**Opdracht:**
Som alle onderdelen van het zondagochtendontbijt op die in het onderstaande tekstfragment worden genoemd.

Mijn inzicht kwam tijdens mijn luie zondagochtendontbijt. Gekookt eitje, beschuiten met jam, vers ontdooide boterham met hagelslag, grote kop dampende rooibosthee. En de radio aan tegen de stilte. Het gesprek van Roel en Claudia draaide nog door in mijn hoofd. Er was een nare vraag in mijn hoofd blijven hangen: Hoe goed is mijn ex? Die vraag voelde naar omdat ik me af begon te vragen of mijn ex diezelfde vraag ook zou stellen over mij. En toen viel mijn kwartje: om te kunnen beoordelen of ik mijn ex goed vind moet ik eerst kijken naar mezelf.

Gegevens over verwijzende uitdrukkingen:
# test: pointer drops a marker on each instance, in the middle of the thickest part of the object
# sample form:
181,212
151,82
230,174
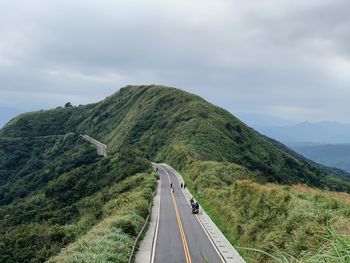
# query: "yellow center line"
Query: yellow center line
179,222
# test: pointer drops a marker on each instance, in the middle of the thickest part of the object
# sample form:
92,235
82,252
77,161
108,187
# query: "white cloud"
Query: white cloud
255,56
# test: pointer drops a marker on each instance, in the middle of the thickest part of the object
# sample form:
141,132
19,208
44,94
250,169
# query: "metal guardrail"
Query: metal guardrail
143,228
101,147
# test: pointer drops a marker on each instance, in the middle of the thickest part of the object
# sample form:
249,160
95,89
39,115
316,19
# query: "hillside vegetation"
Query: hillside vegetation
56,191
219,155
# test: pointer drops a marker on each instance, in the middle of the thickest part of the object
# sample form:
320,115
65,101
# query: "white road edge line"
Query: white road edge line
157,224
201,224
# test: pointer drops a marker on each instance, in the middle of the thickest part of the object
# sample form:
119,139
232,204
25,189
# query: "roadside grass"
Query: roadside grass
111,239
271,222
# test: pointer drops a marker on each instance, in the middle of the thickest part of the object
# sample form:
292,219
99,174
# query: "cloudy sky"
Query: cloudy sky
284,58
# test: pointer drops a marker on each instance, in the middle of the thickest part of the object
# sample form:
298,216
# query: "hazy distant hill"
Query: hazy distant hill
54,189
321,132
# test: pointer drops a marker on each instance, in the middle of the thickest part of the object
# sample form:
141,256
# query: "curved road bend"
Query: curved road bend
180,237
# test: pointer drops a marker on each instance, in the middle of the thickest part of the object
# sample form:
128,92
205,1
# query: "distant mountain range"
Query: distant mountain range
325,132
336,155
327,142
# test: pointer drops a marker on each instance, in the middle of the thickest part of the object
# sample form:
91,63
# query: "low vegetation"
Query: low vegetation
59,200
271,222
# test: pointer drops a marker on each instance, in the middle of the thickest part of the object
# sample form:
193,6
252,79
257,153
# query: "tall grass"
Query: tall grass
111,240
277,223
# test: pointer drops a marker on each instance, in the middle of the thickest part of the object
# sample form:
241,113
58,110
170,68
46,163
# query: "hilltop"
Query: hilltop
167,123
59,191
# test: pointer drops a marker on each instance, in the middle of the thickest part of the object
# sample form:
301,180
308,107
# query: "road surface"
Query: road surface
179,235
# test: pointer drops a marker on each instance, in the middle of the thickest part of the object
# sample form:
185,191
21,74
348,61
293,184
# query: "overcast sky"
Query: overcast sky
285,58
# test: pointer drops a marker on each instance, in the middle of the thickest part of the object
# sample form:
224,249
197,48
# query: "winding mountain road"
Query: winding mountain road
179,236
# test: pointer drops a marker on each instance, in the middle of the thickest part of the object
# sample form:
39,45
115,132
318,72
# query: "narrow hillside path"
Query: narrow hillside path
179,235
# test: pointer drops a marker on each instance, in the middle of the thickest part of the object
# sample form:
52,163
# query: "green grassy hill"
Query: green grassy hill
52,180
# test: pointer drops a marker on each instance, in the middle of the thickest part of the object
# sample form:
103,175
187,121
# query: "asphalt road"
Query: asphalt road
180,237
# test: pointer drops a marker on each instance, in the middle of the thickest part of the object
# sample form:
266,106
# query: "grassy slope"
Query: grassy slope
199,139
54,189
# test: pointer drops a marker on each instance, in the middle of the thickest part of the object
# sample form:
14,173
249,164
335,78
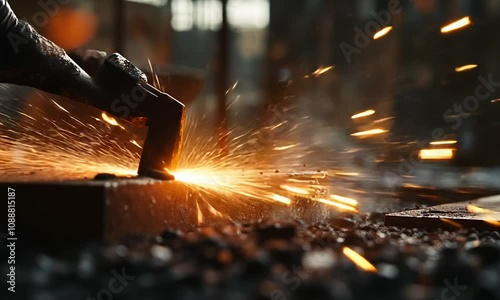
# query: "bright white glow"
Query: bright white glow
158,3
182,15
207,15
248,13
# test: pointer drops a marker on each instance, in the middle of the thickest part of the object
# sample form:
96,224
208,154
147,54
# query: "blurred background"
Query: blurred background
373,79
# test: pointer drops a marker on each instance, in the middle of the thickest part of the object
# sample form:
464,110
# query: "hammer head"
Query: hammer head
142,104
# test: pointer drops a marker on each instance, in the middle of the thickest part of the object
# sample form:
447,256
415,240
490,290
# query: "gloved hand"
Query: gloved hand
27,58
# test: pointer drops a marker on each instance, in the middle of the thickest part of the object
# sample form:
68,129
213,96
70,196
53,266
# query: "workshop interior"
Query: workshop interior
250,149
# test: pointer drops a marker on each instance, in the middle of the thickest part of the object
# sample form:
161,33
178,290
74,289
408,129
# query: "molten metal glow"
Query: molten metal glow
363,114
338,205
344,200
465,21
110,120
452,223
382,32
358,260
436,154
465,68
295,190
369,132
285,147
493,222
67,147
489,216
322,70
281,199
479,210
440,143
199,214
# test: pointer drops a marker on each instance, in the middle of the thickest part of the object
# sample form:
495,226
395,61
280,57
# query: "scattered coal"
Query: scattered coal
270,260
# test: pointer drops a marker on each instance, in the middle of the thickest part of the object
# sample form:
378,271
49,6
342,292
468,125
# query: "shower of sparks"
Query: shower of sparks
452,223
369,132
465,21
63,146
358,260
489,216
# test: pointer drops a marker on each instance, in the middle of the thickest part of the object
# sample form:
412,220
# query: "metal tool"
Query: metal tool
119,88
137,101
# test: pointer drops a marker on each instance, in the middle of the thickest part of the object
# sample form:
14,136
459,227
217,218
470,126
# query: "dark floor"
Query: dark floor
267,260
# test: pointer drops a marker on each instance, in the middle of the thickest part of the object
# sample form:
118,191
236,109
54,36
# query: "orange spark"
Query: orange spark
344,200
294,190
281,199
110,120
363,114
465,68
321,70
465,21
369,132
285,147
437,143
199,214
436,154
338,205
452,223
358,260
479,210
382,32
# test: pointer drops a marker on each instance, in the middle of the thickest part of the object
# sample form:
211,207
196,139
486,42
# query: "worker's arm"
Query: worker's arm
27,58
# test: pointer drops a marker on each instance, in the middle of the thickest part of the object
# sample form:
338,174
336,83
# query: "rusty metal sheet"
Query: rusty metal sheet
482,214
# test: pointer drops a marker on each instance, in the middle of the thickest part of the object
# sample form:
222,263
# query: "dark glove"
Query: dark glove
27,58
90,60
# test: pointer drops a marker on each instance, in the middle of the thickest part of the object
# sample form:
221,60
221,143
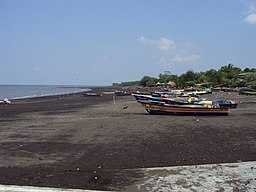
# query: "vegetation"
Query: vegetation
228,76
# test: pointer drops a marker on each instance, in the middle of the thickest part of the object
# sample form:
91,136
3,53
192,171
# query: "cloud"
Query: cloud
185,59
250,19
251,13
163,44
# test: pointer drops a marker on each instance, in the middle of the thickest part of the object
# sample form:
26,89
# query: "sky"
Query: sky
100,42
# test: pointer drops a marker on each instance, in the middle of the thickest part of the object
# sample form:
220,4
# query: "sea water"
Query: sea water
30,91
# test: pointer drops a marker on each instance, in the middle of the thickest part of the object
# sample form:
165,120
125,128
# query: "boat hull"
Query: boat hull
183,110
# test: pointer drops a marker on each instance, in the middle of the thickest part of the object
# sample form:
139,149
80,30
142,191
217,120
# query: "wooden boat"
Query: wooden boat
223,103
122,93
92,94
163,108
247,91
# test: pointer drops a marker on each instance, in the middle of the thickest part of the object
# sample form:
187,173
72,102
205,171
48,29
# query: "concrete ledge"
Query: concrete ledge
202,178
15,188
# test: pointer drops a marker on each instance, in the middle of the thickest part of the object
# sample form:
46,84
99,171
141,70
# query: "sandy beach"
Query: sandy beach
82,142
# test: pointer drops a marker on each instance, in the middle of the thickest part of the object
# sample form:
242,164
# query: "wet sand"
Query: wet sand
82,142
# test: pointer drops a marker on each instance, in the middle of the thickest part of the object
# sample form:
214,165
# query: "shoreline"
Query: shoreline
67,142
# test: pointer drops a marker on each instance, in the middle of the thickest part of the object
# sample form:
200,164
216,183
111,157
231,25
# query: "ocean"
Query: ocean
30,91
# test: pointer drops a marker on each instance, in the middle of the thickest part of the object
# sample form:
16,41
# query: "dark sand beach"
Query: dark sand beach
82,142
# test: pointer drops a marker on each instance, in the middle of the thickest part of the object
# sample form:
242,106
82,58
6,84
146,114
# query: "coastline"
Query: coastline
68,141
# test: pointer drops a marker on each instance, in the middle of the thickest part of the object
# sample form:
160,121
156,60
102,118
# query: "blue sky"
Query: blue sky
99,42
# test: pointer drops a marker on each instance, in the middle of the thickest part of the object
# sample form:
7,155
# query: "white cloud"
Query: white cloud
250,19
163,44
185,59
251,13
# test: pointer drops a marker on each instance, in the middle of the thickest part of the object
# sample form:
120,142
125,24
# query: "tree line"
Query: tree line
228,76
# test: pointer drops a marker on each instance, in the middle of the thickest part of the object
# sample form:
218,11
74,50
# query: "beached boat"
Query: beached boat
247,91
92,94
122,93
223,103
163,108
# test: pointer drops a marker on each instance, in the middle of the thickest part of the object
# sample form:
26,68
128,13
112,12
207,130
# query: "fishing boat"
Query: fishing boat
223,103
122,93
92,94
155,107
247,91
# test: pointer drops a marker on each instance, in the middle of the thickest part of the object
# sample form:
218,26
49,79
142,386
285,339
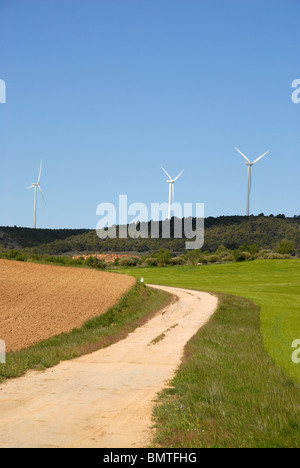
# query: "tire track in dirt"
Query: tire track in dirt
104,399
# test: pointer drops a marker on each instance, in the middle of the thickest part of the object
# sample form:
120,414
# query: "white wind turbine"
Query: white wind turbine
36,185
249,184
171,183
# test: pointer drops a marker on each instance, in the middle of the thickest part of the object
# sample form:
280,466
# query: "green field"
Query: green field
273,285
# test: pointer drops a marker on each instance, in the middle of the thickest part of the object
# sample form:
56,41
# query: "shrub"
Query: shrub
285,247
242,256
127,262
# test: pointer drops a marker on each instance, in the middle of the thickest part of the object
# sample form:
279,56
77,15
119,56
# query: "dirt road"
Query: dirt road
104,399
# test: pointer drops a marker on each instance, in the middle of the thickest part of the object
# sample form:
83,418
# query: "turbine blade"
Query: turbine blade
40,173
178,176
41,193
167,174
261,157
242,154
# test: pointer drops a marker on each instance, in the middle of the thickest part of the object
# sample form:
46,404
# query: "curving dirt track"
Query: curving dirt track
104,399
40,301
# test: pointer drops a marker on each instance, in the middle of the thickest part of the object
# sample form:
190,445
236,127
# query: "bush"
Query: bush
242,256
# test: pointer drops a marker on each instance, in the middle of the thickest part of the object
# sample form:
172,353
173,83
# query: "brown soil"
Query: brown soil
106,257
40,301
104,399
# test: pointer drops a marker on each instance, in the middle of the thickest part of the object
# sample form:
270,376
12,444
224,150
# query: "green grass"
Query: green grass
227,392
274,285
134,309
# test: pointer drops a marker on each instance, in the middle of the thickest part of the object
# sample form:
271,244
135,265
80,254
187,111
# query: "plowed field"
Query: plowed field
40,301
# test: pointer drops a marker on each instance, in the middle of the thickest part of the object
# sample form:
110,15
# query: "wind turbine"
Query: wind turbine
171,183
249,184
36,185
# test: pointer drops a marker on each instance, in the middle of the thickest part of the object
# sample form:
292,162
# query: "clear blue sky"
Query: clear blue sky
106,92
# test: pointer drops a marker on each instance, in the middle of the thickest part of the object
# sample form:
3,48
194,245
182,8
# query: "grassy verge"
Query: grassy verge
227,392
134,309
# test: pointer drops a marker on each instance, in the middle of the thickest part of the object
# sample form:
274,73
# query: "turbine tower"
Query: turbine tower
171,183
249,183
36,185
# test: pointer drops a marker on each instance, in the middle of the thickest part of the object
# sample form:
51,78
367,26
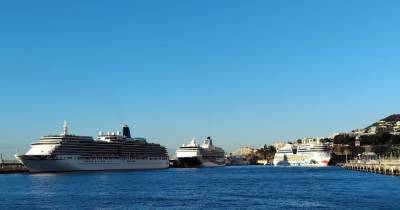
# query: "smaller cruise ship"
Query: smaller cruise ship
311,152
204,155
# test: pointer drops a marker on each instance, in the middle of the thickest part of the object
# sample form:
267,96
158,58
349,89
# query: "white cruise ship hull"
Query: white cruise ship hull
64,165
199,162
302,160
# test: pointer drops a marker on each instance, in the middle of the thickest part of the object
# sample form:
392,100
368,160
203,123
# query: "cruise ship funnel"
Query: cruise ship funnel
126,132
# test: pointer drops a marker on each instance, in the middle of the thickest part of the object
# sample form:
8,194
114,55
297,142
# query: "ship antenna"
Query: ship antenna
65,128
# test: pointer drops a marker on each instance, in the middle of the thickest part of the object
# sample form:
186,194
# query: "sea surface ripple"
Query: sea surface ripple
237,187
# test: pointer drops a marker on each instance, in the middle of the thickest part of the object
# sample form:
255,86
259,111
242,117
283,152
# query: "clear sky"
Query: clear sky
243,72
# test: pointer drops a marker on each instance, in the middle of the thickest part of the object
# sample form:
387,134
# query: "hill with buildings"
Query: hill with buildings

**Antwoord:**
- Gekookt eitje
- Beschuiten met jam
- Vers ontdooide boterham met hagelslag
- Grote kop dampende rooibosthee